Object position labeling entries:
——————————
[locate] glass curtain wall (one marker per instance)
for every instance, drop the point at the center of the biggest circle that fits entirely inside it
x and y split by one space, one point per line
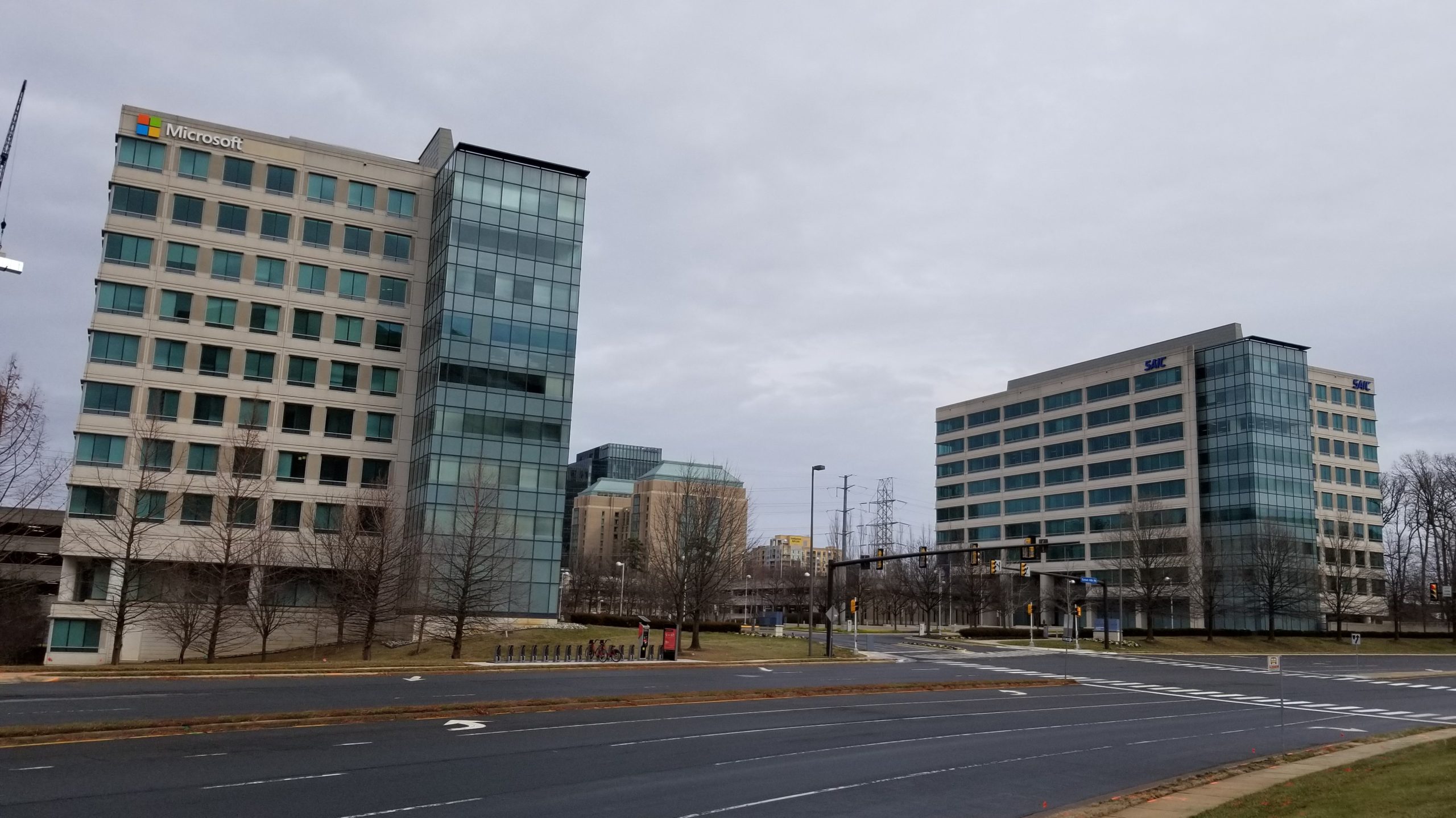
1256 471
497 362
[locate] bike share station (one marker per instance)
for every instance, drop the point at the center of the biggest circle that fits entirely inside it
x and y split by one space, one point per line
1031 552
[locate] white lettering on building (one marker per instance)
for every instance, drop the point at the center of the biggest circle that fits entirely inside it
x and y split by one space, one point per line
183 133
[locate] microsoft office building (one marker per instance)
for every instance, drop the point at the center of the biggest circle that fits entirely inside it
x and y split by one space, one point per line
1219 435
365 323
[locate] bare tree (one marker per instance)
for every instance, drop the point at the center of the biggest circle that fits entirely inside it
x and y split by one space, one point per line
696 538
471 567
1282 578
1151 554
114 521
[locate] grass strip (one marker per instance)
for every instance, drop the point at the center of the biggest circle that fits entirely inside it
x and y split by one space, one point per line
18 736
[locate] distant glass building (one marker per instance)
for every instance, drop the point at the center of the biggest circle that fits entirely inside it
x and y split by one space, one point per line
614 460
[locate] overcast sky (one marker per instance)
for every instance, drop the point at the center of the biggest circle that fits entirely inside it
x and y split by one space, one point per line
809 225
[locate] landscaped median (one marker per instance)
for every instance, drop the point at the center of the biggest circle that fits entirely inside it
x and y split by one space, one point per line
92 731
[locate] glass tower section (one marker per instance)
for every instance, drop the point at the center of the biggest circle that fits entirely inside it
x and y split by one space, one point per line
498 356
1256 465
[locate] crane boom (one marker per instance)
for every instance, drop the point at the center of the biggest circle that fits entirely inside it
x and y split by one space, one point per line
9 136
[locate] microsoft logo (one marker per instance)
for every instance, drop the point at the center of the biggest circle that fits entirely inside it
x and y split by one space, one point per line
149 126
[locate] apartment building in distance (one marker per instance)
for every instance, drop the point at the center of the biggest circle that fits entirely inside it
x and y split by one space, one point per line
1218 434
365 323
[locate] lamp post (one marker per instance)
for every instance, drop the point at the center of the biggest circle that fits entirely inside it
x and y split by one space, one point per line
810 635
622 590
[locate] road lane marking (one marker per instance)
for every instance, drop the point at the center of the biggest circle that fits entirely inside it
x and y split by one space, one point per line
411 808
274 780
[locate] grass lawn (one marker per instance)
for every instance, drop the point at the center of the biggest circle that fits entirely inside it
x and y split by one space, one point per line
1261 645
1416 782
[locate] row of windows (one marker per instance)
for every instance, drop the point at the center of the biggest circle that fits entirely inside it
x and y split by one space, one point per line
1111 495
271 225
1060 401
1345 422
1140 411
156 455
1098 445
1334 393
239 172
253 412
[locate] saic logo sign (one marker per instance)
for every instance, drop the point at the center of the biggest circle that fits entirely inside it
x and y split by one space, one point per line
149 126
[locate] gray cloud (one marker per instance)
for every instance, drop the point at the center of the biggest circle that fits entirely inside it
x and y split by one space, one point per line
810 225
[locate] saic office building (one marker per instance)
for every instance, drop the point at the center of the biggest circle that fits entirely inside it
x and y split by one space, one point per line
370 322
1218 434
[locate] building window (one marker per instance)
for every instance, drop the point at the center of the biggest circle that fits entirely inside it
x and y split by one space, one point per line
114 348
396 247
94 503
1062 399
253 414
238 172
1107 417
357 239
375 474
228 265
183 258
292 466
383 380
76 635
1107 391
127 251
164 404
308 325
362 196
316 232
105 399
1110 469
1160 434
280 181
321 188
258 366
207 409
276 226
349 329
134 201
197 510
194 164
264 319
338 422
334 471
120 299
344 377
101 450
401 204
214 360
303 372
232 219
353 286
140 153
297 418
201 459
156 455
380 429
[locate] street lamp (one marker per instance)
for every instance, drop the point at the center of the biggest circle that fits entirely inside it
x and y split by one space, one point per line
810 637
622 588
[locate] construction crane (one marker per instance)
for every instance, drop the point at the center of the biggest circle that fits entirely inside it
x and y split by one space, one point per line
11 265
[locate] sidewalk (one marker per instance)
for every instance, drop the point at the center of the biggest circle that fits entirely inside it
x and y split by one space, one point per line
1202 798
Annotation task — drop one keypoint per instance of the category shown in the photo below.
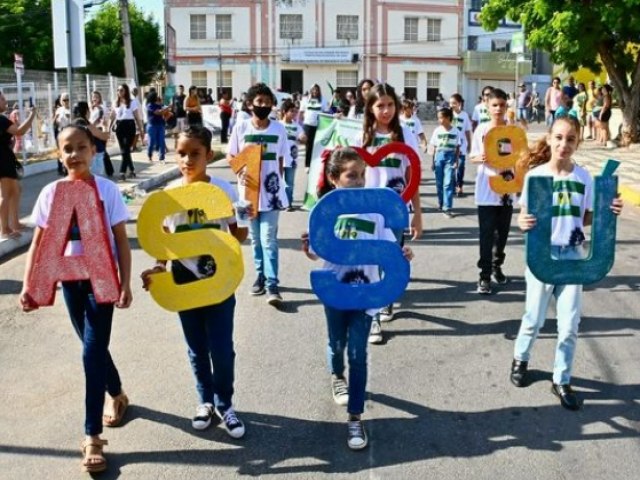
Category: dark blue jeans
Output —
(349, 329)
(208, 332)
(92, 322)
——————————
§ **Your instructions**: Emit an exact copy of the lines from the line bearing "[locate] street lamp" through the last line above, inclusive, and leave the images out.

§ **The response**:
[locate] street lamp (one marker per instance)
for every instance, drop the point at the center of the biggest circle that fits entirely inside it
x and y split by one space, one point per line
810 637
622 588
[locate] construction crane (one marker per instance)
for every instance, drop the point at the center of the biggest circle that fits entirely inside it
x and y split by one space, one point per line
11 265
[locate] sidewalk (one marker per instance)
for every instance, drop the point at the center of the biggest circle that fits entirely inside it
x and y split by one space, one point per line
1202 798
Annotation task — drop one keypoint per instance of the category shown in the photo below.
Category: dark blue jeans
Output —
(349, 329)
(208, 332)
(92, 322)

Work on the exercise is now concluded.